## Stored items
_ _ _ _ _ _ _

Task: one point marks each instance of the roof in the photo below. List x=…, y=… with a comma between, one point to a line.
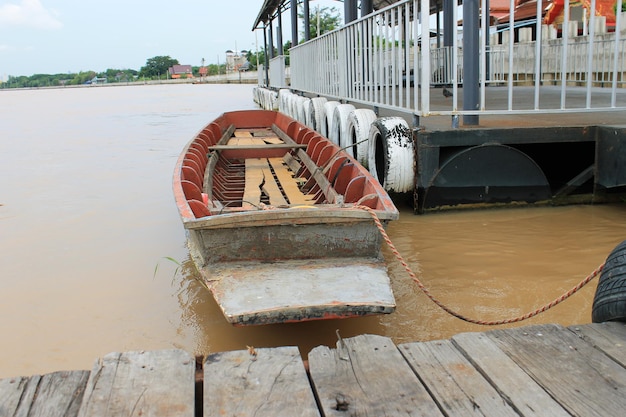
x=554, y=12
x=180, y=69
x=268, y=10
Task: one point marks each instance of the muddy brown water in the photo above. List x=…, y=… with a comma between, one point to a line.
x=90, y=239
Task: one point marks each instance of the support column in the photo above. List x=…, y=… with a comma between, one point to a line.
x=266, y=63
x=471, y=60
x=349, y=10
x=270, y=51
x=449, y=25
x=294, y=22
x=307, y=23
x=367, y=7
x=279, y=35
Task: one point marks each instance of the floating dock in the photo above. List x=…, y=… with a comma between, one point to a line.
x=539, y=370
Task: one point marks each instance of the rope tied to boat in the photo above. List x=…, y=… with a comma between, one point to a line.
x=458, y=315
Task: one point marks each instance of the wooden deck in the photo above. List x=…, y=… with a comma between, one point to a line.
x=542, y=370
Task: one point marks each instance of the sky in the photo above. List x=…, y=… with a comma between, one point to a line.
x=69, y=36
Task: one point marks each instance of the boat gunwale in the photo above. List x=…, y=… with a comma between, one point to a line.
x=328, y=211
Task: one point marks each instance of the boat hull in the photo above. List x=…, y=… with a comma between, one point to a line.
x=316, y=255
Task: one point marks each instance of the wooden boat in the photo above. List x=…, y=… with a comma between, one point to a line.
x=275, y=224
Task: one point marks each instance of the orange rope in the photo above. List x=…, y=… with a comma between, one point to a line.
x=459, y=315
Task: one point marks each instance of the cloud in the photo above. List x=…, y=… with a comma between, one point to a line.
x=30, y=13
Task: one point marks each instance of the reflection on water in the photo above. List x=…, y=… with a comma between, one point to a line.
x=87, y=214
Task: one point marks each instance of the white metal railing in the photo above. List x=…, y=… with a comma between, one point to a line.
x=382, y=59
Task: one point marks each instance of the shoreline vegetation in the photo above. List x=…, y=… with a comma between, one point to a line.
x=243, y=77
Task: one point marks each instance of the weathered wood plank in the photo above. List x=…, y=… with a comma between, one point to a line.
x=158, y=383
x=525, y=395
x=254, y=179
x=242, y=133
x=458, y=388
x=582, y=379
x=609, y=337
x=288, y=183
x=270, y=187
x=367, y=376
x=58, y=394
x=257, y=144
x=259, y=382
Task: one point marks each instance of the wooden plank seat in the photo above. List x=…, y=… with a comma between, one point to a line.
x=271, y=177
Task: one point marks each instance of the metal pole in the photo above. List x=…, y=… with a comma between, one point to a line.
x=349, y=11
x=471, y=51
x=271, y=40
x=307, y=23
x=266, y=59
x=294, y=22
x=367, y=7
x=279, y=35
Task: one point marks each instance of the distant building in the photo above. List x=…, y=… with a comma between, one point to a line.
x=180, y=71
x=97, y=80
x=236, y=61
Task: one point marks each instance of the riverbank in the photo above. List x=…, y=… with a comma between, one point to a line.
x=247, y=77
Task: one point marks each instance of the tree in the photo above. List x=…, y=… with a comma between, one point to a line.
x=157, y=66
x=329, y=19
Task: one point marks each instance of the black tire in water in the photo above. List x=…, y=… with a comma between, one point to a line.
x=609, y=303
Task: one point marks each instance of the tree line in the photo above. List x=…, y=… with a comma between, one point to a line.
x=322, y=20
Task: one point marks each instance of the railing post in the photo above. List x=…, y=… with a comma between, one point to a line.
x=470, y=60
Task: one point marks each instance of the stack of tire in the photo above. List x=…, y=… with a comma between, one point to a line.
x=265, y=98
x=609, y=303
x=384, y=145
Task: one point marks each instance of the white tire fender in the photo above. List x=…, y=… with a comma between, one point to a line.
x=339, y=129
x=357, y=138
x=392, y=154
x=327, y=125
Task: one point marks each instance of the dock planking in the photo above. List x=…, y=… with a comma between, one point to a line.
x=539, y=370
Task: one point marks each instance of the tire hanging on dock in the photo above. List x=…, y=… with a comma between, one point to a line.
x=392, y=154
x=357, y=137
x=609, y=302
x=327, y=126
x=339, y=130
x=317, y=113
x=283, y=100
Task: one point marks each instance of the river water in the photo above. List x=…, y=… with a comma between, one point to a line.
x=90, y=241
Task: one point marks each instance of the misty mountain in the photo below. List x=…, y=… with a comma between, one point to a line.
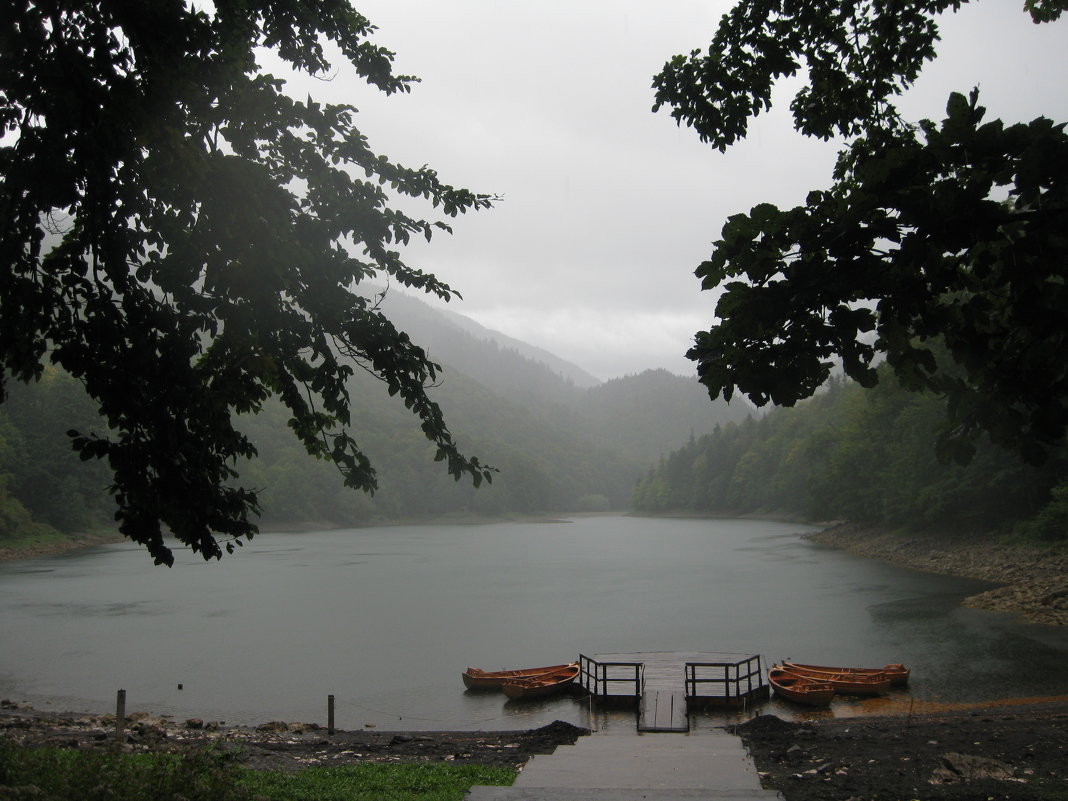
x=561, y=440
x=508, y=366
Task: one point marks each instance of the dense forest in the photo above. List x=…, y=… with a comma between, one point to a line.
x=558, y=445
x=862, y=455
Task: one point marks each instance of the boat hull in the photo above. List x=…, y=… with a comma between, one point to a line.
x=799, y=689
x=846, y=684
x=547, y=685
x=478, y=679
x=897, y=673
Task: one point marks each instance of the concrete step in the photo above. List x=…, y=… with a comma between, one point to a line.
x=715, y=762
x=614, y=794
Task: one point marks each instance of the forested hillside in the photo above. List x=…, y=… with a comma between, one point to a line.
x=558, y=444
x=862, y=455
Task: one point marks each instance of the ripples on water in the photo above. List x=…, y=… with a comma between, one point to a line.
x=386, y=619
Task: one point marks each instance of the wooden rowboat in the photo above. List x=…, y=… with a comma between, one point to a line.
x=800, y=689
x=478, y=679
x=846, y=684
x=546, y=685
x=898, y=673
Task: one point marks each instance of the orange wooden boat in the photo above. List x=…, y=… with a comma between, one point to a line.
x=800, y=689
x=845, y=684
x=898, y=673
x=545, y=685
x=478, y=679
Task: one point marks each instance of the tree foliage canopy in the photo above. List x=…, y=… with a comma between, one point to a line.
x=951, y=231
x=186, y=240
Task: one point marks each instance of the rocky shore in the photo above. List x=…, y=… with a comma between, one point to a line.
x=1019, y=753
x=1000, y=751
x=279, y=744
x=1033, y=580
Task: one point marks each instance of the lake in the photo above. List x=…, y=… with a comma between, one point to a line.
x=386, y=618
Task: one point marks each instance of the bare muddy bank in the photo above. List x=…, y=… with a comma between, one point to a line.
x=1033, y=580
x=51, y=548
x=280, y=745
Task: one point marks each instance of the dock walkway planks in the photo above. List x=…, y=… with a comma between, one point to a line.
x=711, y=766
x=663, y=710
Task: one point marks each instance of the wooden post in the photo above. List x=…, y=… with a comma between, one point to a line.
x=120, y=716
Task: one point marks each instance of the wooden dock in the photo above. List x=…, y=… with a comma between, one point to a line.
x=668, y=684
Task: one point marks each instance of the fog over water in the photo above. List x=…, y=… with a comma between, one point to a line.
x=386, y=618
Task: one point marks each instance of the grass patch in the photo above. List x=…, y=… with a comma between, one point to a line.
x=63, y=774
x=376, y=782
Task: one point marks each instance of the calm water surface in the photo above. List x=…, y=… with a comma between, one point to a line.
x=387, y=618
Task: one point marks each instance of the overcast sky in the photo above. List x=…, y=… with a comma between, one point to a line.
x=607, y=208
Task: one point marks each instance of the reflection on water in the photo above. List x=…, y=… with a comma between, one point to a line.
x=386, y=618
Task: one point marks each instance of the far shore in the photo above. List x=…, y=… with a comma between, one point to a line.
x=1032, y=580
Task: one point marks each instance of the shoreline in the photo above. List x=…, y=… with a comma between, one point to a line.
x=1033, y=580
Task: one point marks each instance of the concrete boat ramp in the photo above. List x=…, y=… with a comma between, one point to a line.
x=638, y=767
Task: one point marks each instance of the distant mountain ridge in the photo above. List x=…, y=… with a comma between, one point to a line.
x=642, y=417
x=561, y=440
x=452, y=339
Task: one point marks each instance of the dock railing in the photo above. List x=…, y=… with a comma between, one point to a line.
x=728, y=682
x=608, y=679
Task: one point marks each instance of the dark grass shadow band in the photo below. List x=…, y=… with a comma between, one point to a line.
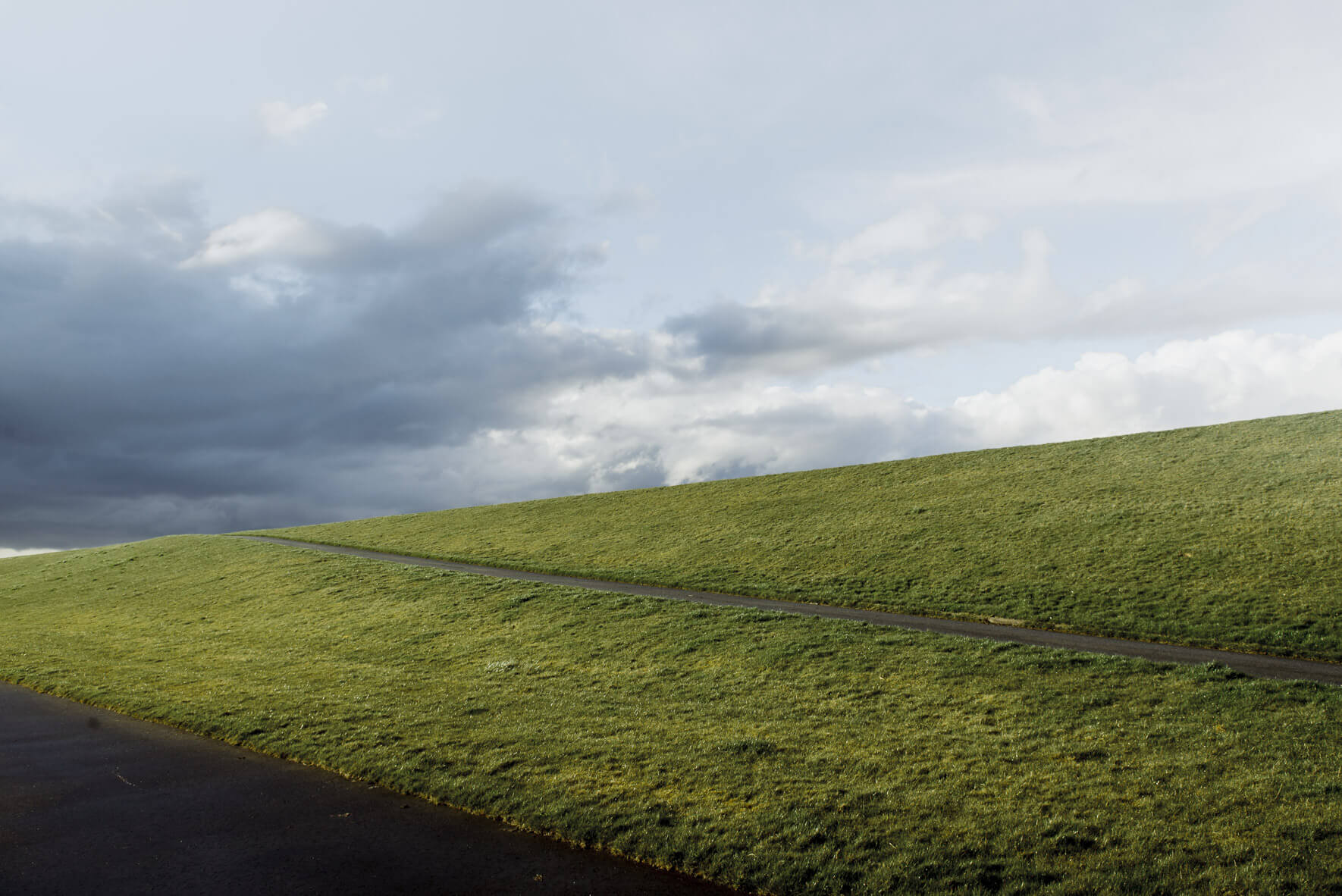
x=1253, y=664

_ _ _ _ _ _ _

## Your instructions
The entries are to be reproduced exactly, excluding any pictures they contain.

## Answer box
Task: one point marks each instance of the roof in the photo below. List x=…, y=… with a comma between, one point to a line.
x=554, y=12
x=180, y=69
x=268, y=10
Task: one point marks each instance of the muddy brown water in the photo above. List x=…, y=… with a comma between, one point to a line.
x=90, y=239
Task: one point marks each instance of the support column in the photo above. List x=…, y=… with a comma between, one point to a line.
x=266, y=63
x=471, y=60
x=349, y=10
x=270, y=51
x=449, y=25
x=294, y=22
x=307, y=23
x=367, y=7
x=279, y=35
Task: one point marks each instance of the floating dock in the photo above. List x=…, y=… with a comma between, one point to a line.
x=539, y=370
Task: one point marks each instance of the rope tied to boat in the photo above. List x=…, y=… with a comma between, one point to a line.
x=458, y=315
Task: one point marks each instance of the wooden deck in the photo above. List x=…, y=… with a comma between, one point to a line.
x=542, y=370
Task: one point marks each instance of the sky in the photo above. List x=…, y=… with a comma between, one point to a line.
x=69, y=36
Task: one point marks each instance of the boat gunwale in the photo above. List x=…, y=… with a comma between, one point to a line.
x=328, y=211
Task: one point marks each instance of the boat hull in the photo above. List x=…, y=… with a comma between, one point to a line.
x=316, y=255
Task: one point marks each instance of the wooden boat in the photo above. List x=…, y=… with a comma between, one point to a line.
x=275, y=224
Task: one point marks each instance of the orange rope in the photo above. List x=…, y=… with a comma between, one point to a line.
x=459, y=315
Task: one point marks each instance of the cloud in the photo above. List x=…, y=… with a comma between, one point to a line.
x=30, y=13
Task: one point marks each instance of the reflection on water in the photo above. List x=…, y=… with a comma between, one point to a line.
x=87, y=214
Task: one point marks each instance of the white metal railing in the photo above. List x=…, y=… with a comma between, one point to a line.
x=382, y=59
Task: one point marks each instance of the shoreline vegetation in the photo above. List x=…, y=… with a comma between, one point to a line.
x=243, y=77
Task: one point marks each instance of the weathered wood plank in the photo above. List x=…, y=… with a comma between, one point to a line.
x=158, y=383
x=525, y=395
x=254, y=179
x=242, y=133
x=458, y=388
x=582, y=379
x=609, y=337
x=288, y=183
x=270, y=187
x=367, y=376
x=58, y=394
x=257, y=144
x=259, y=382
Task: one point marks each instance of the wooden plank seat in the photo above. List x=…, y=… with a comma between, one point to a line.
x=271, y=177
Task: one point marks each instance of the metal pole in the photo above. List x=…, y=… with a comma between, one point to a line.
x=349, y=11
x=471, y=51
x=271, y=40
x=307, y=23
x=266, y=59
x=294, y=22
x=367, y=7
x=279, y=35
Task: one point marks each instance of the distant building in the photo above. List x=…, y=… with a comma between, one point to a line.
x=180, y=71
x=97, y=80
x=236, y=61
Task: one point marks each instance of the riverbank in the photo above. List x=…, y=… with a comma between, one point to a line.
x=247, y=77
Task: one point marks each instance of the tree in the photo above. List x=…, y=… with a comma between, one point to a line.
x=157, y=66
x=329, y=19
Task: one point marks each instance of the black tire in water in the photo above. List x=…, y=… with a comma between, one point to a line.
x=609, y=303
Task: one point marks each instance of the tree line in the photo above. List x=…, y=… with a comma between, one point to a line.
x=322, y=20
Task: one point marks each instance of the railing post in the photo above. List x=…, y=… with a comma between, one point to a line.
x=470, y=60
Task: one point marks each instance of the stack of tire in the photo above. List x=…, y=… with a comma between, one point to a line.
x=265, y=98
x=609, y=303
x=384, y=145
Task: one point marks each instance of the white tire fender in the photo above. List x=…, y=… with a comma between, one point to a line.
x=339, y=129
x=357, y=138
x=392, y=154
x=327, y=125
Task: one point marks each instance of the dock planking in the photo above. List x=…, y=… with a comma between, one point to a line.
x=539, y=370
Task: one point marks each instance of the tire hanging on dock in the photo above. List x=…, y=… with a comma between, one point to a line.
x=392, y=154
x=357, y=137
x=609, y=302
x=327, y=126
x=339, y=130
x=317, y=113
x=283, y=100
Task: one point marks each instance of the river water in the photo above. List x=…, y=… with a comma between, one point to a line.
x=90, y=241
Task: one point marks each instance of the misty mountain in the photo below. List x=…, y=… with a comma between, one point to a line.
x=561, y=440
x=508, y=366
Task: one point marks each instance of the dense forest in the photo above. List x=…, y=… with a comma between, one point to a line.
x=558, y=445
x=862, y=455
Task: one point marks each instance of the boat hull in the photo above. List x=…, y=… with a comma between, one point to a line.
x=799, y=689
x=846, y=684
x=547, y=685
x=478, y=679
x=897, y=673
Task: one point marks each instance of the concrete step in the photo above. List x=…, y=… with a comma between, one point to a line.
x=715, y=762
x=614, y=794
Task: one point marks each instance of the forested hillside in the photo above. List x=…, y=… with a comma between, one point to a line.
x=558, y=444
x=862, y=455
Task: one point marks each instance of the ripples on water in the photo above. List x=…, y=… with a comma between, one point to a line.
x=386, y=619
Task: one point marks each instance of the wooden rowboat in the photo above. List x=…, y=… with a comma between, one point to a line.
x=800, y=689
x=478, y=679
x=846, y=684
x=546, y=685
x=898, y=673
Task: one point marks each instance of the orange wooden boat in the photo above. List x=…, y=… with a comma between, one point to a line.
x=800, y=689
x=845, y=684
x=898, y=673
x=545, y=685
x=478, y=679
Task: one point marks each instance of the tree foliage canopy in the photo above. List x=…, y=… with a comma between, one point to a line.
x=951, y=231
x=186, y=240
Task: one point marks each instance of the rocky shore in the photo above. List x=…, y=… with a comma between, one point to a line.
x=1019, y=753
x=1000, y=751
x=279, y=744
x=1033, y=580
Task: one point marks each instance of the lake in the photo above. List x=…, y=… with a comma between, one point to a line.
x=386, y=618
Task: one point marks each instance of the bare muddy bank in the photo above. List x=…, y=… with a comma between, one point to a line.
x=1033, y=580
x=51, y=548
x=280, y=745
Task: one point marks each instance of the dock walkway planks in the photo above. List x=…, y=… with a comma between, one point to a line.
x=711, y=766
x=663, y=710
Task: one point marks each instance of the wooden post in the photo above. List x=…, y=… with a comma between, one point to a line.
x=120, y=716
Task: one point marks each instance of the wooden dock in the photo above. List x=…, y=… with a comma between, one point to a line.
x=668, y=684
Task: one point marks each instance of the fog over water in the photo above. List x=…, y=… with a comma between, one point to a line.
x=386, y=618
Task: one point marks each instance of the grass patch in the photo above. List x=…, y=… with a comma between, one point to a line.
x=63, y=774
x=376, y=782
Task: one point marks each instance of the calm water surface in the photo above. List x=…, y=… with a comma between, one point to a line.
x=387, y=618
Task: one point marks each instance of the overcast sky in the photo above. List x=…, y=… with a comma between, one point to a line.
x=607, y=208
Task: one point marks each instance of the reflection on water in the photo above. List x=…, y=… with a comma between, one point to a line.
x=386, y=618
Task: one point marks each instance of the far shore in the photo above. List x=…, y=… with a comma between, one point to a line.
x=1032, y=580
Task: one point marks each instance of the shoreline in the photo above. List x=…, y=… with a comma between, one point to a line.
x=1033, y=580
Task: one point marks each instance of the concrete boat ramp in the photo above. List x=…, y=… with a comma between, one point to a line.
x=638, y=767
Task: one point marks each instance of the distant mountain ridge in the photo above. List x=…, y=… with a comma between, one point to a line.
x=642, y=417
x=561, y=440
x=452, y=339
Task: one point marks each instance of the dock railing in the photo above. List x=…, y=… with a comma between, one point to a line.
x=728, y=682
x=608, y=679
Task: one point marks each instance of the dark grass shadow band in the photo below. List x=…, y=… with a comma between, one point to a line.
x=1253, y=664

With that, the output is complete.